What you will do>
Rewrite the records below, starting with the line that contains "Expected: for each instance of the cloudy" and going on through the end of the records, changing "white cloud" to "cumulus cloud" and leaving everything else as it is. Give only those lines.

Records to process>
● ● ● ● ●

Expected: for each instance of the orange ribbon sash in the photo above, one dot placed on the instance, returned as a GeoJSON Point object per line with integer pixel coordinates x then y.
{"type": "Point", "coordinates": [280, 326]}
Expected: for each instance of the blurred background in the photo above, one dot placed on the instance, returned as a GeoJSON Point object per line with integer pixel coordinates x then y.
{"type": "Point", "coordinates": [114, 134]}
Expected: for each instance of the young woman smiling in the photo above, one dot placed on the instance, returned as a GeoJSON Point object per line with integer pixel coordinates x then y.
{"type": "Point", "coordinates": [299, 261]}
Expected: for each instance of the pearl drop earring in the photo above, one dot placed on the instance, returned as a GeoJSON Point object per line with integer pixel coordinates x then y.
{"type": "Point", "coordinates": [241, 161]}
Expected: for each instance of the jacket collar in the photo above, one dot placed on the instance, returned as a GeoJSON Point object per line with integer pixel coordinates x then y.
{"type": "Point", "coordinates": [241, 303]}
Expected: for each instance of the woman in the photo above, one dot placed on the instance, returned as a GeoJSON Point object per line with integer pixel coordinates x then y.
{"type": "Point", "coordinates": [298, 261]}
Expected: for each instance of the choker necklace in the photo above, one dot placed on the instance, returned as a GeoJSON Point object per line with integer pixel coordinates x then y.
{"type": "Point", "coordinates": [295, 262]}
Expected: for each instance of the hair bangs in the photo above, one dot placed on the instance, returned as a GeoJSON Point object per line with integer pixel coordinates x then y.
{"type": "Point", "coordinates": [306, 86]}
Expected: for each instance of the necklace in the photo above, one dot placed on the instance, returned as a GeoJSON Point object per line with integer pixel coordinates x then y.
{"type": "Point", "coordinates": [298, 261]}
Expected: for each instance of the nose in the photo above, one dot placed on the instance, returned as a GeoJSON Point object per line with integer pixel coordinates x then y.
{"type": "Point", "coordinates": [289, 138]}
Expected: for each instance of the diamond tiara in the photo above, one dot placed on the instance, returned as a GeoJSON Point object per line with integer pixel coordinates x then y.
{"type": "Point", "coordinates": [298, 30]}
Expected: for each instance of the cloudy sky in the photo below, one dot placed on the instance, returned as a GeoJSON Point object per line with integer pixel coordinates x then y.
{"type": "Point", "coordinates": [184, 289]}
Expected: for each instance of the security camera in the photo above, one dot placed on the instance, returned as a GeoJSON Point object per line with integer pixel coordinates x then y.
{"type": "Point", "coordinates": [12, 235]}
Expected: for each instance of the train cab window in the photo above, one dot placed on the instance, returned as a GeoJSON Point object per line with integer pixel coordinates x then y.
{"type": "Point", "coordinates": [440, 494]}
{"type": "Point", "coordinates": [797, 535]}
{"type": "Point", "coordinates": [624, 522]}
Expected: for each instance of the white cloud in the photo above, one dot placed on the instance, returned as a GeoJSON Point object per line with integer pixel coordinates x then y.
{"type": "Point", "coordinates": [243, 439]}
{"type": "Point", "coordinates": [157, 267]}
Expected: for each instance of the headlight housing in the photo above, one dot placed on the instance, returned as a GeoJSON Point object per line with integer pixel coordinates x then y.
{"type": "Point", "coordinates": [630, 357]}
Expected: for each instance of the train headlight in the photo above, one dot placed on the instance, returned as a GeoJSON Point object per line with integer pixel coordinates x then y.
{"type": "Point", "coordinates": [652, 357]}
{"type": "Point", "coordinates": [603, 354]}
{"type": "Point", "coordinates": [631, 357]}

● ● ● ● ●

Full solution>
Expected: for each instance of the cloudy sky in the photo below, one dot placed on the instance, returned as a GeoJSON Point object per line with integer pixel coordinates x then y.
{"type": "Point", "coordinates": [184, 289]}
Expected: for each instance of the security camera in the photo above, one dot placed on the instance, returned as a GeoJSON Point object per line with integer pixel coordinates x then y.
{"type": "Point", "coordinates": [12, 235]}
Expected: for each instance of the train cab window in the photo above, one dot placed on the instance, returned as a GeoJSON Point object per line with integer pixel coordinates x then y.
{"type": "Point", "coordinates": [440, 494]}
{"type": "Point", "coordinates": [797, 535]}
{"type": "Point", "coordinates": [624, 522]}
Expected: for each instance of the cumulus cloud in the photo above, one dot placed on the instance, returned as a GeoJSON Point object per line with integer pixel coordinates x then y.
{"type": "Point", "coordinates": [243, 439]}
{"type": "Point", "coordinates": [157, 267]}
Expected: for each instance of the headlight housing in the photo above, one dot placed on the instance, returned as a GeoJSON Point object per line with integer pixel coordinates x then y.
{"type": "Point", "coordinates": [630, 357]}
Expected: for each instance of the train headlight in the photo above, one dot placed on the instance, returned as a GeoJSON Point object per line with integer pixel coordinates x then y.
{"type": "Point", "coordinates": [652, 357]}
{"type": "Point", "coordinates": [603, 354]}
{"type": "Point", "coordinates": [631, 357]}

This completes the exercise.